- Instruções e requisitos
Dê seguimento ao texto sobre o peculato de uso a partir da última frase apresentada.

Dizer o Direito

segunda-feira, 26 de agosto de 2013

O chamado "peculato de uso" é crime?



Imagine a seguinte situação (“baseada em fatos reais”):
João, servidor público estadual, tinha à sua disposição, em razão de seu cargo, um veículo pertencente à Administração Pública, para que pudesse deslocar-se no interesse do serviço.
Ocorre que ele utilizou o referido automóvel como meio de transporte para realizar encontro sexual com uma meretriz em um motel da cidade.
Descoberto esse fato, o Ministério Público denunciou o agente pela prática de peculato-desvio (art. 312, parte final, do Código Penal):

Peculato
Art. 312. Apropriar-se o funcionário público de dinheiro, valor ou qualquer outro bem móvel, público ou particular, de que tem a posse em razão do cargo, ou desviá-lo, em proveito próprio ou alheio:
Pena - reclusão, de dois a doze anos, e multa.

O juiz deverá receber essa denúncia? O fato narrado é típico?
NÃO. Segundo a doutrina e jurisprudência majoritárias, é atípico o “uso momentâneo de coisa infungível, sem a intenção de incorporá-la ao patrimônio pessoal ou de terceiro, seguido da sua integral restituição a quem de direito.” (MASSON, Cleber. Direito Penal Esquematizado. São Paulo: Método, 2011, p. 586).

Vale ressaltar que essa conduta configuraria, obviamente, improbidade administrativa (art. 9º, IV, da Lei n.° 8.429/92):
Art. 9° Constitui ato de improbidade administrativa importando enriquecimento ilícito auferir qualquer tipo de vantagem patrimonial indevida em razão do exercício de cargo, mandato, função, emprego ou atividade nas entidades mencionadas no art. 1° desta lei, e notadamente:
IV - utilizar, em obra ou serviço particular, veículos, máquinas, equipamentos ou material de qualquer natureza, de propriedade ou à disposição de qualquer das entidades mencionadas no art. 1° desta lei, bem como o trabalho de servidores públicos, empregados ou terceiros contratados por essas entidades;

Vamos esquematizar o assunto porque há mais informações importantes sobre o tema:

Servidor público que utiliza temporariamente bem público para satisfazer interesse particular, sem a intenção de se apoderar ou desviar definitivamente a coisa, comete crime?

Se o bem é infungível e não consumível: NÃO

Ex: é atípica a conduta do servidor público federal que utilizar carro oficial para levar seu cachorro ao veterinário.

- Linhas extraídas
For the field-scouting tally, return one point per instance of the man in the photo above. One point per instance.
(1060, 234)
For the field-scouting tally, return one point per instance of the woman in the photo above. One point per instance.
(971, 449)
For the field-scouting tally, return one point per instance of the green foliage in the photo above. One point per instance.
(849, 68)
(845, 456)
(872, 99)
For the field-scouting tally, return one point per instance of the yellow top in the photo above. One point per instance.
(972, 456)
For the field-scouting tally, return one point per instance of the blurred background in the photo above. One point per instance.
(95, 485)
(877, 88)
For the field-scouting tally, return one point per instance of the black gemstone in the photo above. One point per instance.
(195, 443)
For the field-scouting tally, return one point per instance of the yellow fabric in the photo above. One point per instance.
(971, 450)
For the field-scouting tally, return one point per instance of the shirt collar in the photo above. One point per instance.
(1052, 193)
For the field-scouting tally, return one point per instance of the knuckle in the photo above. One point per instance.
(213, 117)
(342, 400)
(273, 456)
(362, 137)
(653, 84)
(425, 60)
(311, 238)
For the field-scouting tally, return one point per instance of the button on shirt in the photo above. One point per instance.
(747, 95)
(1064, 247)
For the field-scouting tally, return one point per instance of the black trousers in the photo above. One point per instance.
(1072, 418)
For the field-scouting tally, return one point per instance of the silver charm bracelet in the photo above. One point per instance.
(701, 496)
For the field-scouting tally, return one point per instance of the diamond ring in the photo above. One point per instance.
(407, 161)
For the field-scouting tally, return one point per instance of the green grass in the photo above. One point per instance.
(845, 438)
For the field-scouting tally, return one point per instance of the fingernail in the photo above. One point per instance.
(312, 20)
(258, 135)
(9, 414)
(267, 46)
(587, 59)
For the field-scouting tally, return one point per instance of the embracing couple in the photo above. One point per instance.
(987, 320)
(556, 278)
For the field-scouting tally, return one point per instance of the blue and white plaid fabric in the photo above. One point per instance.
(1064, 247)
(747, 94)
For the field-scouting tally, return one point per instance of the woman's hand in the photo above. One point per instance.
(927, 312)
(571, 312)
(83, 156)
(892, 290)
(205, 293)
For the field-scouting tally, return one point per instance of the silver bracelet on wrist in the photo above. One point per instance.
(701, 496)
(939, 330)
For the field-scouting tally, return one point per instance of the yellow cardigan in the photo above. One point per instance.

- Resposta ao problema
Ex2: é atípica a conduta do servidor que usa o computador da repartição para fazer um trabalho escolar.


Se o bem é fungível ou consumível:
SIM

Ex: haverá fato típico na conduta do servidor público federal que utilizar dinheiro público para pagar suas contas pessoais, ainda que restitua integralmente a quantia antes que descubram.


Exceção:
Se o agente é Prefeito, haverá crime porque existe expressa previsão legal nesse sentido no art. 1º, II, do Decreto-Lei n.° 201/67:
Art. 1º São crimes de responsabilidade dos Prefeitos Municipal, sujeitos ao julgamento do Poder Judiciário, independentemente do pronunciamento da Câmara dos Vereadores:
II - utilizar-se, indevidamente, em proveito próprio ou alheio, de bens, rendas ou serviços públicos;

Assim, o peculato de uso é crime se tiver sido praticado por Prefeito.


Ressalte-se que, no exemplo do uso indevido do veículo oficial, poderá, em tese, a depender do caso concreto, ficar caracterizado peculato da gasolina gasta no trajeto, caso o consumo seja de considerável monta, a ponto de transbordar o princípio da insignificância (há divergência se o princípio da insignificância pode ser aplicado para crimes contra a Administração Pública).

O STF e o STJ já tiveram oportunidade de decidir que é atípico o peculato de uso em situações envolvendo a utilização de veículo oficial para fins particulares:

(...) Analogamente ao furto de uso, o peculato de uso também não configura ilícito penal, tão-somente administrativo. Todavia, o peculato desvio é modalidade típica, submetendo o autor do fato à pena do artigo 312 do Código Penal. (...)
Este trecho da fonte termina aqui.